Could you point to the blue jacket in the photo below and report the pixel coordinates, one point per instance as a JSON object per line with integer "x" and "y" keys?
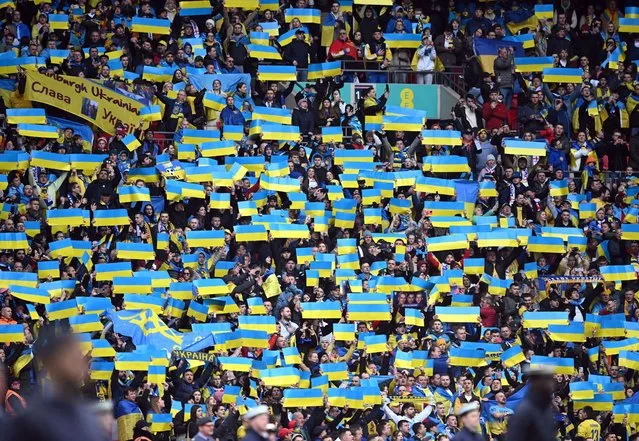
{"x": 557, "y": 159}
{"x": 232, "y": 116}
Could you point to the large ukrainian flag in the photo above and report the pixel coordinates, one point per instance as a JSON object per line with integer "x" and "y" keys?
{"x": 151, "y": 25}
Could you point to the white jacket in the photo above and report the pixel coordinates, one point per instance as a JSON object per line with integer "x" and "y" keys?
{"x": 426, "y": 60}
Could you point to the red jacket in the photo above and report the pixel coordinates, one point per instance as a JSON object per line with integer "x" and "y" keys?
{"x": 496, "y": 117}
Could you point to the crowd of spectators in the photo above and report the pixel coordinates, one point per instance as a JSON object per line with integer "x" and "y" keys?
{"x": 400, "y": 207}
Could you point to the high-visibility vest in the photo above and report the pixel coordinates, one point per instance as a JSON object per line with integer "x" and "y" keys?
{"x": 7, "y": 405}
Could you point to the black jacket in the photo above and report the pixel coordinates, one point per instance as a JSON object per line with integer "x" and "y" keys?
{"x": 468, "y": 435}
{"x": 53, "y": 419}
{"x": 533, "y": 420}
{"x": 252, "y": 435}
{"x": 304, "y": 119}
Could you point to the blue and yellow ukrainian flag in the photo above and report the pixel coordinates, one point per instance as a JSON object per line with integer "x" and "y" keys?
{"x": 559, "y": 188}
{"x": 101, "y": 370}
{"x": 198, "y": 311}
{"x": 161, "y": 422}
{"x": 572, "y": 332}
{"x": 72, "y": 217}
{"x": 332, "y": 134}
{"x": 277, "y": 169}
{"x": 449, "y": 242}
{"x": 181, "y": 290}
{"x": 582, "y": 390}
{"x": 524, "y": 148}
{"x": 86, "y": 162}
{"x": 205, "y": 239}
{"x": 413, "y": 317}
{"x": 49, "y": 160}
{"x": 133, "y": 285}
{"x": 250, "y": 233}
{"x": 211, "y": 287}
{"x": 611, "y": 329}
{"x": 272, "y": 114}
{"x": 368, "y": 312}
{"x": 271, "y": 28}
{"x": 563, "y": 75}
{"x": 321, "y": 310}
{"x": 612, "y": 273}
{"x": 111, "y": 217}
{"x": 131, "y": 142}
{"x": 303, "y": 397}
{"x": 267, "y": 72}
{"x": 616, "y": 390}
{"x": 86, "y": 323}
{"x": 263, "y": 52}
{"x": 344, "y": 331}
{"x": 446, "y": 164}
{"x": 613, "y": 347}
{"x": 375, "y": 344}
{"x": 101, "y": 348}
{"x": 587, "y": 210}
{"x": 542, "y": 319}
{"x": 628, "y": 25}
{"x": 629, "y": 359}
{"x": 305, "y": 15}
{"x": 142, "y": 301}
{"x": 58, "y": 22}
{"x": 444, "y": 208}
{"x": 26, "y": 116}
{"x": 38, "y": 131}
{"x": 193, "y": 8}
{"x": 450, "y": 314}
{"x": 151, "y": 113}
{"x": 214, "y": 101}
{"x": 527, "y": 40}
{"x": 533, "y": 64}
{"x": 544, "y": 12}
{"x": 553, "y": 245}
{"x": 280, "y": 132}
{"x": 105, "y": 272}
{"x": 324, "y": 70}
{"x": 257, "y": 323}
{"x": 343, "y": 155}
{"x": 62, "y": 310}
{"x": 474, "y": 266}
{"x": 291, "y": 356}
{"x": 600, "y": 403}
{"x": 58, "y": 56}
{"x": 151, "y": 25}
{"x": 441, "y": 137}
{"x": 145, "y": 174}
{"x": 218, "y": 148}
{"x": 558, "y": 365}
{"x": 12, "y": 333}
{"x": 335, "y": 371}
{"x": 403, "y": 41}
{"x": 13, "y": 241}
{"x": 261, "y": 38}
{"x": 27, "y": 293}
{"x": 498, "y": 238}
{"x": 175, "y": 308}
{"x": 406, "y": 123}
{"x": 467, "y": 357}
{"x": 512, "y": 356}
{"x": 49, "y": 268}
{"x": 630, "y": 232}
{"x": 234, "y": 133}
{"x": 133, "y": 193}
{"x": 136, "y": 251}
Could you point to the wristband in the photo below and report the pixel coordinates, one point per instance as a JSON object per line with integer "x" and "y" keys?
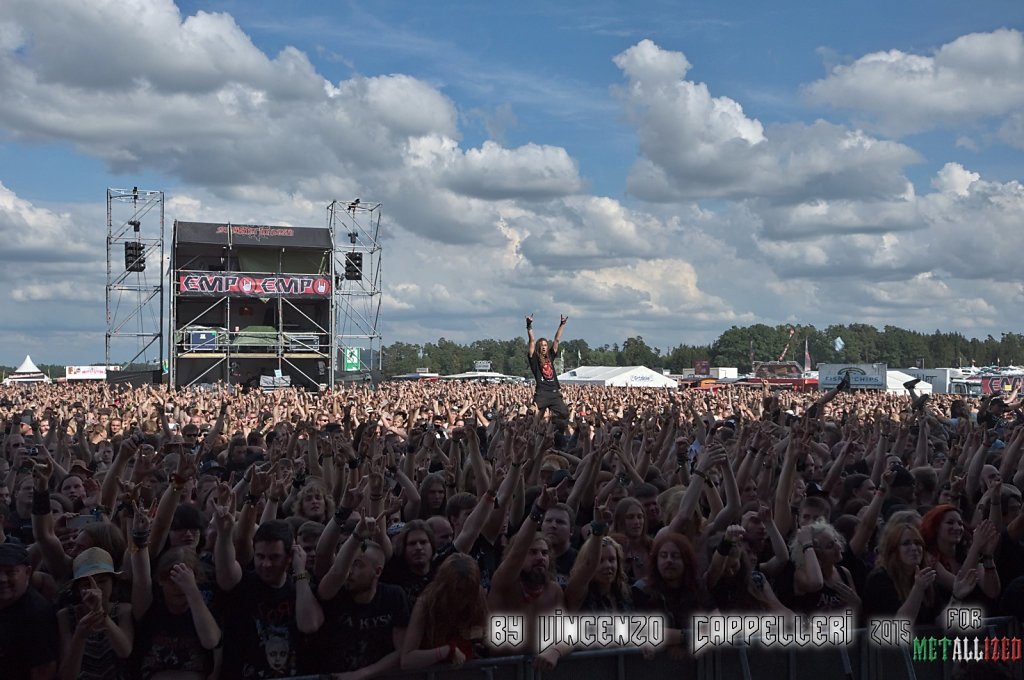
{"x": 140, "y": 539}
{"x": 342, "y": 514}
{"x": 41, "y": 502}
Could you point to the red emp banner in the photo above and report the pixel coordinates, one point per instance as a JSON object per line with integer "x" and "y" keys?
{"x": 253, "y": 285}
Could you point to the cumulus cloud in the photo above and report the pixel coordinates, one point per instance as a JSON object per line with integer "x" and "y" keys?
{"x": 694, "y": 145}
{"x": 974, "y": 77}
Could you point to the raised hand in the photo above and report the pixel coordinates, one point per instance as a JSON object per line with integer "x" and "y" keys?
{"x": 184, "y": 579}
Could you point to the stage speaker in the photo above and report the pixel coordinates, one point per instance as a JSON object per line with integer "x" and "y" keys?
{"x": 134, "y": 256}
{"x": 353, "y": 266}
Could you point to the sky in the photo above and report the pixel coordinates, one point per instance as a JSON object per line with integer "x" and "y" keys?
{"x": 651, "y": 168}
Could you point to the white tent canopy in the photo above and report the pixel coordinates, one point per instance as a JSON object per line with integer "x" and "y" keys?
{"x": 616, "y": 376}
{"x": 27, "y": 373}
{"x": 895, "y": 380}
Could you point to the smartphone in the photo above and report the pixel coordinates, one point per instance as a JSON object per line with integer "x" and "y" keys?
{"x": 81, "y": 521}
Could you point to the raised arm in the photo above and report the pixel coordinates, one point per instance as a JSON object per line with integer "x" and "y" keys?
{"x": 558, "y": 335}
{"x": 530, "y": 342}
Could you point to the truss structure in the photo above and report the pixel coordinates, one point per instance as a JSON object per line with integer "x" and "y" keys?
{"x": 134, "y": 299}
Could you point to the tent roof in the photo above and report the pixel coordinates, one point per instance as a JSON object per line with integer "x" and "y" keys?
{"x": 28, "y": 366}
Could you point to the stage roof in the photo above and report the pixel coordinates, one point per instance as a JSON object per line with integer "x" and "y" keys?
{"x": 252, "y": 235}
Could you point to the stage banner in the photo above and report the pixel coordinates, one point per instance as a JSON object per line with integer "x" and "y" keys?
{"x": 252, "y": 285}
{"x": 252, "y": 235}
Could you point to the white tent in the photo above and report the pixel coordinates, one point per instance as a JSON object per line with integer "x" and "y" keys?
{"x": 616, "y": 376}
{"x": 895, "y": 380}
{"x": 27, "y": 373}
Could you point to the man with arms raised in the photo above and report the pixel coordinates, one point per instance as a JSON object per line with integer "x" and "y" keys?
{"x": 542, "y": 356}
{"x": 366, "y": 619}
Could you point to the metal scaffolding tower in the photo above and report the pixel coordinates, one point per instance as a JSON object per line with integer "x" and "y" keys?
{"x": 134, "y": 285}
{"x": 354, "y": 229}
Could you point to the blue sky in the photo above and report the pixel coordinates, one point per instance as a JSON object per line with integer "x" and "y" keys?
{"x": 651, "y": 168}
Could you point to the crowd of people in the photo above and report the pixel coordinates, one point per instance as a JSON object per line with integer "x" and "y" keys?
{"x": 151, "y": 533}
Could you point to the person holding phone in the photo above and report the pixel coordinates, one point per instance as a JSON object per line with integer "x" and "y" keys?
{"x": 542, "y": 355}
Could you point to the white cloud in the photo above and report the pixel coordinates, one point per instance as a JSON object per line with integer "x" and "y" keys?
{"x": 975, "y": 76}
{"x": 695, "y": 146}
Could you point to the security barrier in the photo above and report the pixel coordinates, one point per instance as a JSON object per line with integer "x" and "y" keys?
{"x": 860, "y": 661}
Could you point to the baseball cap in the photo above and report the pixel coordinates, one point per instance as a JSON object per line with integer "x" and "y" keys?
{"x": 92, "y": 561}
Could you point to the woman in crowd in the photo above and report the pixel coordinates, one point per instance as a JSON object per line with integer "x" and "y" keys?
{"x": 176, "y": 630}
{"x": 96, "y": 635}
{"x": 450, "y": 620}
{"x": 903, "y": 585}
{"x": 820, "y": 584}
{"x": 631, "y": 525}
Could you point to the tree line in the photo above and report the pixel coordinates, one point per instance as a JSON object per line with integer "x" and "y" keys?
{"x": 735, "y": 347}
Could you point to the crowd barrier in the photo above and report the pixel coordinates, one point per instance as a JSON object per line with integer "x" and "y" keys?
{"x": 860, "y": 661}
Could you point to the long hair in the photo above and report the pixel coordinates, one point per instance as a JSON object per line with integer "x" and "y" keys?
{"x": 434, "y": 478}
{"x": 901, "y": 575}
{"x": 619, "y": 521}
{"x": 453, "y": 601}
{"x": 620, "y": 590}
{"x": 930, "y": 533}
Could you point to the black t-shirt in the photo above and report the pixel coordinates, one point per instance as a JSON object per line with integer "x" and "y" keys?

※

Set problem - Write out every line of the records, from the line holding "Could you point to the tree" through the final line of the records, both included.

Right answer -
Could you point to the tree line in the photo above and report the pixel coordinates, one point per instance as a JSON object per line with integer "x" and "y" keys?
{"x": 735, "y": 347}
Could you point to the crowd barrier in the photo above and report the pixel coordinates, one point per instance as a JSON object per line with integer "x" and "y" keys?
{"x": 860, "y": 661}
Could you point to the long hair in the photo above and report the pixel coordinates, one point per instance as a JSON object per line with integer "x" and "y" keys?
{"x": 434, "y": 478}
{"x": 901, "y": 575}
{"x": 619, "y": 521}
{"x": 453, "y": 601}
{"x": 620, "y": 590}
{"x": 930, "y": 533}
Could you point to the black t-shirt in the photo above and report the pixel coordinates, one point per instance as a JSON object per line with integer "x" and "y" keys?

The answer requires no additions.